▶ [Task objective]:
Determine how many lines of the material below contain the string "water", and reply with that number alone.

▶ [Information given]:
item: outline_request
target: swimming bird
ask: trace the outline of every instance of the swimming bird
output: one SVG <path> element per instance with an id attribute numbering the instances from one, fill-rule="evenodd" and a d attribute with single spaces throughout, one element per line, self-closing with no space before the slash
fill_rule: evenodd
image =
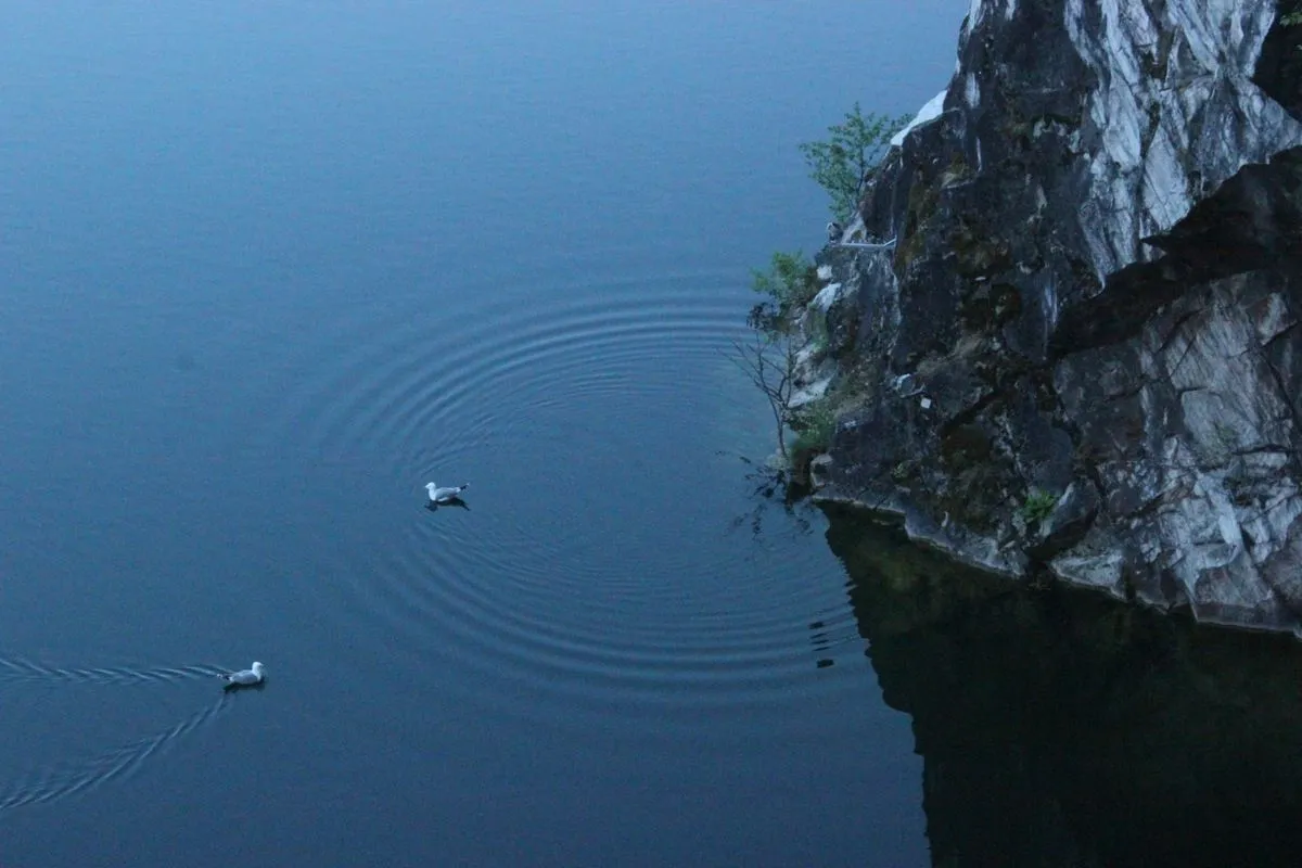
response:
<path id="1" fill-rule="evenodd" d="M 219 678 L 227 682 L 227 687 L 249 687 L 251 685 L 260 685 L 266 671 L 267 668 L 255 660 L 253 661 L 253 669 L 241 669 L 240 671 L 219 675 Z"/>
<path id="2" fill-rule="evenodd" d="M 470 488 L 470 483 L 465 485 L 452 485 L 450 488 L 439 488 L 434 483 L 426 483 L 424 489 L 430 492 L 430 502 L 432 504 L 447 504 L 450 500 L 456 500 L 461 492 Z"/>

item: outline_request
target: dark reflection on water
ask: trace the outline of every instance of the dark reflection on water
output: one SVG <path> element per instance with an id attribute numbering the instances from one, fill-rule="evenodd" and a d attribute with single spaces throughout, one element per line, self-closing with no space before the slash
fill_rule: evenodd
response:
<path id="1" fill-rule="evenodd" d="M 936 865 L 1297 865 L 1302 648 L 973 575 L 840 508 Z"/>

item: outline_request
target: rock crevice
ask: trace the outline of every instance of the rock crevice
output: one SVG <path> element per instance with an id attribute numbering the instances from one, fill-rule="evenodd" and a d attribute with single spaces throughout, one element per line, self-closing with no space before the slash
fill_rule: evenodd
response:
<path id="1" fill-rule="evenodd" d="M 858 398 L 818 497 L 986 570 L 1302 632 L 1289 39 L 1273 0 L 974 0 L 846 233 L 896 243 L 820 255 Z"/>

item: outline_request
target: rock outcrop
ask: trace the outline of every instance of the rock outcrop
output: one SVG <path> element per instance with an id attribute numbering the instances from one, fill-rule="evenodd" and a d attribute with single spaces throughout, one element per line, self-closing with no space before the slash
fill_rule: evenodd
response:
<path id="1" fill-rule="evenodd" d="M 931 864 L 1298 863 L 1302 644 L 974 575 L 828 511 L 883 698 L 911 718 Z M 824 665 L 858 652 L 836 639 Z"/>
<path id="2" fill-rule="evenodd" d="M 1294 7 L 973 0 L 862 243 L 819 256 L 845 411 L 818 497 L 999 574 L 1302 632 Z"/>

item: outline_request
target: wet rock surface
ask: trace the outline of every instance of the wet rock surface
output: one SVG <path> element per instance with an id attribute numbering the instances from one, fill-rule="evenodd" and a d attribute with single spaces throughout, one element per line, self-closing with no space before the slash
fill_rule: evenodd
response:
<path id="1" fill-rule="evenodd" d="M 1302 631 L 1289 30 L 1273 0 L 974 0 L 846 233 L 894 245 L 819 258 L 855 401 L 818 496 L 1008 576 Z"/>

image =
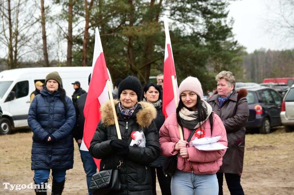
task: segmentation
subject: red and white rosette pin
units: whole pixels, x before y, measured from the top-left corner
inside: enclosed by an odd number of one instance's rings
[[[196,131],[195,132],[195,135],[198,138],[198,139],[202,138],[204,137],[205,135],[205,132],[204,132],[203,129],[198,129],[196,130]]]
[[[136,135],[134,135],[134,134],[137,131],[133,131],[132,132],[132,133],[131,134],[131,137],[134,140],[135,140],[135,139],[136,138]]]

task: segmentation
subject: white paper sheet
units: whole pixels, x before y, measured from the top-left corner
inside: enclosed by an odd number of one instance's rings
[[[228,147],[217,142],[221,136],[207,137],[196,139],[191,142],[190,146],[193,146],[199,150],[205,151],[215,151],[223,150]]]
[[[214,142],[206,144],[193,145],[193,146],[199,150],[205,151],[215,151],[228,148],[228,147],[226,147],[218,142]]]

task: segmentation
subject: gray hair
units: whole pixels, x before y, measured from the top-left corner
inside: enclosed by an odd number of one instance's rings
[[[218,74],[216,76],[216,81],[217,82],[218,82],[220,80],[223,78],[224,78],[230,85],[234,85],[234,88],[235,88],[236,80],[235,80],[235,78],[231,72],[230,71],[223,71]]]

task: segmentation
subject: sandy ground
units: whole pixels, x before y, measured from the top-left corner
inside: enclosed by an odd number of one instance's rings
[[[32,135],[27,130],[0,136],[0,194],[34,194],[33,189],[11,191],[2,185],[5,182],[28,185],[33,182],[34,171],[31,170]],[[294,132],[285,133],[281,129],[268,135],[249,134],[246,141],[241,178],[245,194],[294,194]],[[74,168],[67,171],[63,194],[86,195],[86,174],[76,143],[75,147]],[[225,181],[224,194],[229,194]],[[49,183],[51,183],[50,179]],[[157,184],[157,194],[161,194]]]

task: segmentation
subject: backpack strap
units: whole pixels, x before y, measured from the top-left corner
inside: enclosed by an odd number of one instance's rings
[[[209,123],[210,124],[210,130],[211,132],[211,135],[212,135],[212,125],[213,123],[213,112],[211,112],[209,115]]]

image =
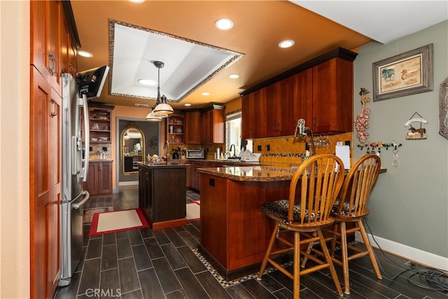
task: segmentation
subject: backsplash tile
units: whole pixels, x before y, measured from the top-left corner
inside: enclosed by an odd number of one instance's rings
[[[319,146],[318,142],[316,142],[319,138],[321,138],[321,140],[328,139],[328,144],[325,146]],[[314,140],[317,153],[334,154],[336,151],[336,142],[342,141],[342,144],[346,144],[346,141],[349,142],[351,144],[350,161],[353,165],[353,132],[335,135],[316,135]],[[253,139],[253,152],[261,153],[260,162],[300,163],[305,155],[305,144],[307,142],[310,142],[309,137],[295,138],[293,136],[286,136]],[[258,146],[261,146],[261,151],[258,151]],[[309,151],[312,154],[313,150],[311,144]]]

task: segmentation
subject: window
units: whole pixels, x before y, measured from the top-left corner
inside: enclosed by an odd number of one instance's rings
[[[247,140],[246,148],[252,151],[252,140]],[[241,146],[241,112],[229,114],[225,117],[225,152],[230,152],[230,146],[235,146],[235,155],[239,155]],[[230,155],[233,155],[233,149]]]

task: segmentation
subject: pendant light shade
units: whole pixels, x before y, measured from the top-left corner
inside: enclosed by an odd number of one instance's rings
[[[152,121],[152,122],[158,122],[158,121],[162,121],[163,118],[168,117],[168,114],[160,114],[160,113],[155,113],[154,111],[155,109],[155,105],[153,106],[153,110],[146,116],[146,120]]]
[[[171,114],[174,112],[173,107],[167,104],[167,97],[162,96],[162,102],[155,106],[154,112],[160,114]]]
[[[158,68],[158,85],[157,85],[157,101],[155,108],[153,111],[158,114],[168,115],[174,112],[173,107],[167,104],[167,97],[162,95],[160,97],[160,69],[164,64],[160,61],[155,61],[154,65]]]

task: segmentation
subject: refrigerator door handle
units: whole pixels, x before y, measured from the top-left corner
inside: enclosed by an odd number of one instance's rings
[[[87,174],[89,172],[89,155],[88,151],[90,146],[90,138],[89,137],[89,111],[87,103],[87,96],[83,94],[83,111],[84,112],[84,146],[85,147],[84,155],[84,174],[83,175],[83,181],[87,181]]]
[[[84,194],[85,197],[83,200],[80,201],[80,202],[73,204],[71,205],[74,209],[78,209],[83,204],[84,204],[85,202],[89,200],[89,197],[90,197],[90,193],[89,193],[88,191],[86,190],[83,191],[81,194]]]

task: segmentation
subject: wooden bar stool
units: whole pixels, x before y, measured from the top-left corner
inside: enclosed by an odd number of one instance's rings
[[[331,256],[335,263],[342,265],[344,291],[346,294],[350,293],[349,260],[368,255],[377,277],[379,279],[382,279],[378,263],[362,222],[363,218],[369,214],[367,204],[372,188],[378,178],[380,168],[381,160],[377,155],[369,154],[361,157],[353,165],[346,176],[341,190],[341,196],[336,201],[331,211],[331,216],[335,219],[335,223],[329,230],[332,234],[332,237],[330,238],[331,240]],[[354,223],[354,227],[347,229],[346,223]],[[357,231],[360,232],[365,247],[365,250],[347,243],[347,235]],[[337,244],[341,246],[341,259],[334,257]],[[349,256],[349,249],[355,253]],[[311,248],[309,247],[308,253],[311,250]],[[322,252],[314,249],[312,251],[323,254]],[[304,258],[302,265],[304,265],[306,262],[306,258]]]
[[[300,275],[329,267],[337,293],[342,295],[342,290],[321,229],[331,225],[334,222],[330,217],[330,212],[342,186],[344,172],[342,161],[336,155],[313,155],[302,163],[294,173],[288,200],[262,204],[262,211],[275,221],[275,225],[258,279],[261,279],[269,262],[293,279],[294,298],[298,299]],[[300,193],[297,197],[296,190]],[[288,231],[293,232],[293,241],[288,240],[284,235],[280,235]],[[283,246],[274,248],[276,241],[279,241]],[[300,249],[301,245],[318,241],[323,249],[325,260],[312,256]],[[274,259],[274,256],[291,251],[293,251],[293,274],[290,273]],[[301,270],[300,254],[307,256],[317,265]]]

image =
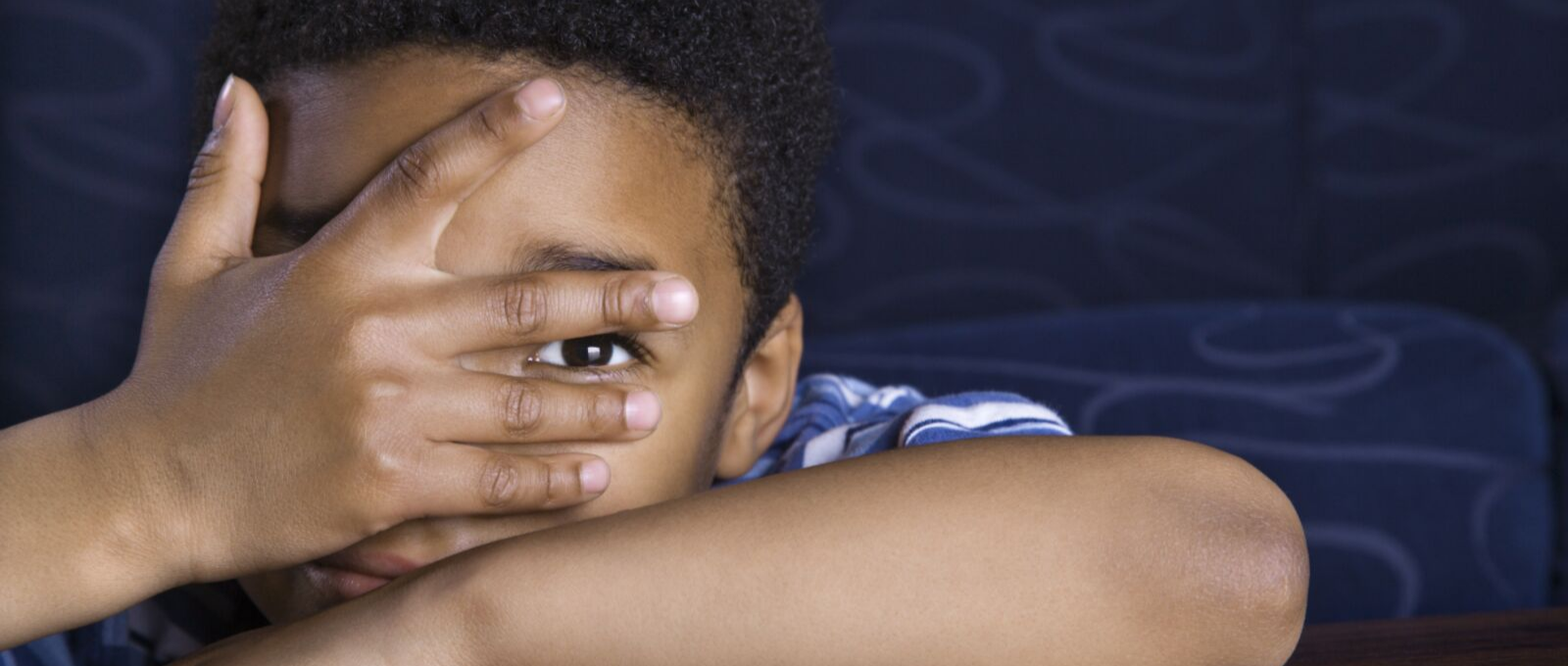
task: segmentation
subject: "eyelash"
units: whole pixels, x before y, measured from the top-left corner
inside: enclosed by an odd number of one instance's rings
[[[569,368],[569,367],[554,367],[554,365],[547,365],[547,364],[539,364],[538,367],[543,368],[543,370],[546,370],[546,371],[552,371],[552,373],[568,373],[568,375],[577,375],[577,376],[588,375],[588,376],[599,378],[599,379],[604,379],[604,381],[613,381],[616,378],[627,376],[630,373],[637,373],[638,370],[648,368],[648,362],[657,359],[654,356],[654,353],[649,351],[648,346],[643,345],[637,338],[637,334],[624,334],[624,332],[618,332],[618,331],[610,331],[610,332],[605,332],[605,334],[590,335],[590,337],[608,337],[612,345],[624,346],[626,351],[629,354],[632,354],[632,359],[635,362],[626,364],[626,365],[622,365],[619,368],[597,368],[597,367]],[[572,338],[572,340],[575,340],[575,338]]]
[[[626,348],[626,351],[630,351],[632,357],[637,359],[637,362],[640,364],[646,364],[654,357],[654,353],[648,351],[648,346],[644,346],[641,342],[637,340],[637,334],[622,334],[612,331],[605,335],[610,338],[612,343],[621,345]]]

▶ [Expected answer]:
2